## STATED GOAL
Reproduce word for word the items below, from the very first line through the line that contains "M119 99L121 100L127", with both of those lines included. Stop there.
════════════════
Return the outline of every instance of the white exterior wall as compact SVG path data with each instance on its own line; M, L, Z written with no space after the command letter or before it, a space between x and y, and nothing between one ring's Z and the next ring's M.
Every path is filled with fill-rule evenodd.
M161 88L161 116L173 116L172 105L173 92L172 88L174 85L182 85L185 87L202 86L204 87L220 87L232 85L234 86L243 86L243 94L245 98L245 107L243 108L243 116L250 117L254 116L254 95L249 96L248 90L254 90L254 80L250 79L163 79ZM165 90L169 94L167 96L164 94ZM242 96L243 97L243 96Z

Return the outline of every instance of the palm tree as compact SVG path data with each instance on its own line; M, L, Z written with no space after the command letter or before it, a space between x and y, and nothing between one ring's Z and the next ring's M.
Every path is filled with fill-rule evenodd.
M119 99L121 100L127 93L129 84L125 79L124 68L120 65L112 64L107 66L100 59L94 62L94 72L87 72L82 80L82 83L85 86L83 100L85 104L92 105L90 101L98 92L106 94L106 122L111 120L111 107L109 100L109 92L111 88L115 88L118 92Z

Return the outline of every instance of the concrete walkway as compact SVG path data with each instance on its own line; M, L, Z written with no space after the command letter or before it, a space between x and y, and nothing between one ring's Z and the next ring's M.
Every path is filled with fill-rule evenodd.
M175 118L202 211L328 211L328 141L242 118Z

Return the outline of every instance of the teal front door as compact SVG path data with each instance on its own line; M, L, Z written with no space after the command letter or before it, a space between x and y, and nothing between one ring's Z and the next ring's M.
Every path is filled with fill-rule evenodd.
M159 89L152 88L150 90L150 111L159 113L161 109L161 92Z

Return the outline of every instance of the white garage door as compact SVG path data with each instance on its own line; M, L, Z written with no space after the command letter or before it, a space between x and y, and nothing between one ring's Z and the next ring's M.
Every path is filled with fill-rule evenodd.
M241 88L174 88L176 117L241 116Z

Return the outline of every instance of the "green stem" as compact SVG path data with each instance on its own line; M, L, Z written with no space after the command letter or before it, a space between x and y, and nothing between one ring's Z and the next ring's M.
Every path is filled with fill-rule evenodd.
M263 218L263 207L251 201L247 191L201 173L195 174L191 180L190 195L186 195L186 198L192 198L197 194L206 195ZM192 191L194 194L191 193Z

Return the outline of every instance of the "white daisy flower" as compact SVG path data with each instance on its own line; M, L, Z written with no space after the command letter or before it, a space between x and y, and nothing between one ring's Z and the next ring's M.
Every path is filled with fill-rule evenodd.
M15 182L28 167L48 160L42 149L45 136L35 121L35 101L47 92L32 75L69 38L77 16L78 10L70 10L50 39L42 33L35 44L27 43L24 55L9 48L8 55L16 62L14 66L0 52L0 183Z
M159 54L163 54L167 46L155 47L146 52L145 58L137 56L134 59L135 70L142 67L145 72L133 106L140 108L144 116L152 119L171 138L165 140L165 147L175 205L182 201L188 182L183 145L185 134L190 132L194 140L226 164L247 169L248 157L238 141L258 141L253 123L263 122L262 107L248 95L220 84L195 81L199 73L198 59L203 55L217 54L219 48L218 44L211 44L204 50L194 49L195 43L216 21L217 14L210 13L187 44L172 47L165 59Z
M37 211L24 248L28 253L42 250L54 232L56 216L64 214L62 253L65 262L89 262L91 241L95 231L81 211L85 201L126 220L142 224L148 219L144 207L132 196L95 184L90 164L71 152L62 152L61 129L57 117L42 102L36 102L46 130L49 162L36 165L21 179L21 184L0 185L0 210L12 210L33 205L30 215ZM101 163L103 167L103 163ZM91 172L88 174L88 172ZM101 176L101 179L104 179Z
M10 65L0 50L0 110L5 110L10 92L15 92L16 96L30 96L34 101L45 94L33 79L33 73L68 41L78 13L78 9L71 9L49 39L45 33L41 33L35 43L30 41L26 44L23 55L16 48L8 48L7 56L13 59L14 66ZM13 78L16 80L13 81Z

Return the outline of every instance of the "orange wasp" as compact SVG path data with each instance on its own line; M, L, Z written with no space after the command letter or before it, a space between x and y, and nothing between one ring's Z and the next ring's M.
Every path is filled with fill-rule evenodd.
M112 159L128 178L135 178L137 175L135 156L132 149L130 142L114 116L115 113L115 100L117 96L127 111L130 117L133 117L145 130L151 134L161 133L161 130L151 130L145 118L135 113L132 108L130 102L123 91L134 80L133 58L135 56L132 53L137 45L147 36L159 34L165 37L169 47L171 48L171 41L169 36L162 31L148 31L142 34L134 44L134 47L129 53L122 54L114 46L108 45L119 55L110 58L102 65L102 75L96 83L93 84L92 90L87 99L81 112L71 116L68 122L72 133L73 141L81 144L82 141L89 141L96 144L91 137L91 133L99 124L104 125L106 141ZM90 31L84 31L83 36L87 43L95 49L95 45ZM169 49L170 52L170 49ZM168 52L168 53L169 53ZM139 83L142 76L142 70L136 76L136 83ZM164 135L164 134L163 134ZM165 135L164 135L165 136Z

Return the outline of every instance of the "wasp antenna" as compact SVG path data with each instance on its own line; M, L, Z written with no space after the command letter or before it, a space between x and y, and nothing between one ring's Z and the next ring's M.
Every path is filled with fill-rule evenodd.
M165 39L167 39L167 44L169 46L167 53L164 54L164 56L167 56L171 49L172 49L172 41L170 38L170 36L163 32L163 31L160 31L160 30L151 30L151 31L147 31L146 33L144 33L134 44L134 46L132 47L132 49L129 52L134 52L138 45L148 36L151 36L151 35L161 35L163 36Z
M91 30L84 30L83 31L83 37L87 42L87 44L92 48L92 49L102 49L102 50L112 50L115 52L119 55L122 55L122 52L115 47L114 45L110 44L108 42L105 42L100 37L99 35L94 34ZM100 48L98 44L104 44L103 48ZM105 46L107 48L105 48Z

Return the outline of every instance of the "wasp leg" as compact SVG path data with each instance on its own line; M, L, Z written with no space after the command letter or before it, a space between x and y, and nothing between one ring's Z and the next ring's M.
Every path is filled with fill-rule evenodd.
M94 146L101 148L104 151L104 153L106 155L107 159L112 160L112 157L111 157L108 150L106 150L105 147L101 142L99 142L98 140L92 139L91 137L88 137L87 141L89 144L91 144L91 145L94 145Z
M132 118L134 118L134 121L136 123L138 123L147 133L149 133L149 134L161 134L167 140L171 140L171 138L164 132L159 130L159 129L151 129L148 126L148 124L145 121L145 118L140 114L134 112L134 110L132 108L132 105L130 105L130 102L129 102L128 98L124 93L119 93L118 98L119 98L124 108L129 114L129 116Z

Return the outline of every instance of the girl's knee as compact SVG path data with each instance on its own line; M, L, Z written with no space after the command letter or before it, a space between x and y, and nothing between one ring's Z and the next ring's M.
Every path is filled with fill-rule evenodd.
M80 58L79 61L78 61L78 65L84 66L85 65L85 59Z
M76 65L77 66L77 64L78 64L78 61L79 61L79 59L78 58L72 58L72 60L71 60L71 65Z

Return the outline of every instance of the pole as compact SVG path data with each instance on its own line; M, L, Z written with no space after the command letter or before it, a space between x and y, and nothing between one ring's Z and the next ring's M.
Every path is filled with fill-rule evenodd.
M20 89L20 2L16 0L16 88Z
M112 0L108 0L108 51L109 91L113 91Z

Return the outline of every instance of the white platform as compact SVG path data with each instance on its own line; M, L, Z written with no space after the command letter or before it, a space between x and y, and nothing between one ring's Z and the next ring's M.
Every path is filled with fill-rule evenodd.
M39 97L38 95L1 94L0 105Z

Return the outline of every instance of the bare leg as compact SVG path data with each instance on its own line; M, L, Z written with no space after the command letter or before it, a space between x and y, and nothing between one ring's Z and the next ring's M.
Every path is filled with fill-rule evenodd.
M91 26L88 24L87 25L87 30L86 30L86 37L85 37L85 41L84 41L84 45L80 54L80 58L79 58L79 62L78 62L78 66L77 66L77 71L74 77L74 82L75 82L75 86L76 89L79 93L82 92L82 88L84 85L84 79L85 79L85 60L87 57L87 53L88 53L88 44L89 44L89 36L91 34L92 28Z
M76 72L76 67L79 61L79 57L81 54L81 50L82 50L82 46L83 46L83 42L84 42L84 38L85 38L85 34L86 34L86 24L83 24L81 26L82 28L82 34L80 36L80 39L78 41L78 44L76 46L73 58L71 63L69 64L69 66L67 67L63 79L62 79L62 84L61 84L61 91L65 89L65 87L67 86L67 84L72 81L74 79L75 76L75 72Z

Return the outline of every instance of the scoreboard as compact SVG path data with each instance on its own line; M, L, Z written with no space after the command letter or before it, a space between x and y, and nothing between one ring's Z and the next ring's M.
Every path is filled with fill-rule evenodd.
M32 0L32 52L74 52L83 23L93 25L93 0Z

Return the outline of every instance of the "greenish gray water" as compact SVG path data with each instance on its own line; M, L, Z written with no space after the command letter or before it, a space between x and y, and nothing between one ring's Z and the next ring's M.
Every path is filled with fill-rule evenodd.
════════════════
## ANSWER FOR THE TASK
Return the outline of every instance of the white exterior wall as compact SVG path data with each instance on its own line; M, L, Z written with no space after the command letter or before it, a space between x and y, and nothing between one ring's Z and the next ring's M.
Every path is filled with fill-rule evenodd.
M161 88L161 116L173 116L172 105L173 92L172 88L174 85L182 85L185 87L202 86L204 87L220 87L232 85L234 86L243 86L243 94L245 98L245 107L243 108L243 116L250 117L254 116L254 95L249 96L248 90L254 90L254 80L250 79L163 79ZM165 90L169 94L167 96L164 94ZM242 96L243 97L243 96Z

Return the outline of every instance of the palm tree as compact SVG path data with each instance on its own line; M, L, Z written with no space after the command letter or before it, a space between x and y, and nothing between one ring's Z and the next ring's M.
Every path is filled with fill-rule evenodd.
M119 99L121 100L127 93L129 84L125 79L124 68L120 65L112 64L107 66L100 59L94 62L94 72L87 72L82 80L82 83L85 86L83 100L85 104L92 105L90 101L98 92L106 94L106 122L111 120L111 107L109 100L109 92L111 88L115 88L118 92Z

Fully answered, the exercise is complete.